**Instructie**
Schrijf het fragment over de verkrijgingsprijs van de aandelen verder, vanaf het punt waar het ophoudt.

**Leesfragment**
+++

24. In de onder 23 aangeduide stukken die vóór de terugbetaling van kapitaal aan [belanghebbende] in 2004 zijn opgesteld, is naar het oordeel van de rechtbank geen concrete toezegging door [de Inspecteur] te vinden over de verkrijgingsprijs van de aandelen van [belanghebbende], noch die van de broer. Voor zover [belanghebbende] bepleit dat [de Inspecteur] in zijn beschikkingen van 28 maart 2002 en 21 oktober 2002 en met zijn accordering van de brief van 4 mei 2005 wel een toezegging heeft gedaan, kan de rechtbank hem daarin niet volgen. Nog daargelaten dat de beschikkingen aandelenfusie betrekking hebben op de broer en niet op [belanghebbende], heeft [de Inspecteur] daarin met betrekking tot de concrete hoogte van de verkrijgingsprijs immers niet meer gedaan dan weergegeven op welk bedrag de gemachtigde de verkrijgingsprijs heeft berekend. Daarin valt naar het oordeel van de rechtbank geen standpunt van [de Inspecteur] over die door de gemachtigde berekende verkrijgingsprijs te lezen, laat staan een akkoordverklaring van [de Inspecteur]. Tevens neemt de rechtbank in aanmerking dat, naar [de Inspecteur] terecht stelt, op het moment van vaststellen van de aan de broer gerichte beschikkingen aandelenfusie de berekende verkrijgingsprijs nog geen directe fiscale relevantie had omdat de fiscale claim immers werd doorgeschoven.
24.1. Dit wordt naar het oordeel van de rechtbank niet anders, indien de onder 24 genoemde stukken worden bezien in samenhang met de brieven van de gemachtigde van 13 maart 2002 en 16 oktober 2002. Deze brieven bevatten immers geen enkele verwijzing naar de verkrijgingsprijs van [belanghebbendes] aandelen [Holding] of [B] BV. Voor zover [belanghebbende] bepleit dat die brieven moeten worden gezien als een verzoek aan [de Inspecteur] om aandacht te besteden aan de berekening van de verkrijgingsprijs van de aanmerkelijkbelangaandelen van [belanghebbende] of de broer, kan de rechtbank hem daarin niet volgen. Naar het oordeel van de rechtbank kan een dergelijk verzoek in die brieven niet worden gelezen.

+++

**Materiaal**
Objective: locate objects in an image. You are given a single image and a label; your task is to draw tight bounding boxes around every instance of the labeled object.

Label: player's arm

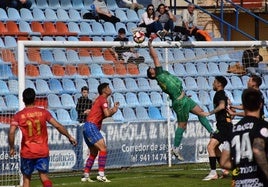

+++

**Uitwerking**
24.2. Ook voor zover [belanghebbende] betoogt dat zijn vertrouwen is gebaseerd op het niet specifiek reageren van [de Inspecteur] op de door de gemachtigde berekende verkrijgingsprijs kan de rechtbank hem daarin niet volgen. Nog daargelaten dat [de Inspecteur] naar [het] oordeel van de rechtbank afdoende heeft gereageerd op de brieven van de gemachtigde over de herstructureringen bij de broer, konden [belanghebbende], zijn broer of de gemachtigde aan het niet reageren van [de Inspecteur] op die berekening geen in rechte te beschermen vertrouwen over de juistheid daarvan ontlenen. Het enkele niet reageren is daartoe naar het oordeel van de rechtbank onvoldoende. Dit geldt temeer daar in de periode 2002-2004 door [belanghebbende] of zijn gemachtigde nimmer specifiek is gevraagd om bevestiging van de berekende verkrijgingsprijs of om het standpunt van [de Inspecteur] dienaangaande.
25. Ten overvloede overweegt de rechtbank nog dat de omstandigheid dat de feiten van het onderhavige geval overeenkomsten vertonen met de feiten met betrekking tot zijn broer niet kan leiden tot een ander oordeel. [Belanghebbende] heeft met hetgeen hij heeft overgelegd en aangevoerd, niet aannemelijk gemaakt dat het optreden van de inspecteur heeft plaatsgevonden op een zodanige wijze en onder zodanige omstandigheden dat hij redelijkerwijs mocht menen dat dit ook bedoeld was om te gelden in zijn situatie. Hierbij neemt de rechtbank tevens in aanmerking dat de onderhavige feiten slechts op onderdelen overeenkomen met de herstructurering bij de broer.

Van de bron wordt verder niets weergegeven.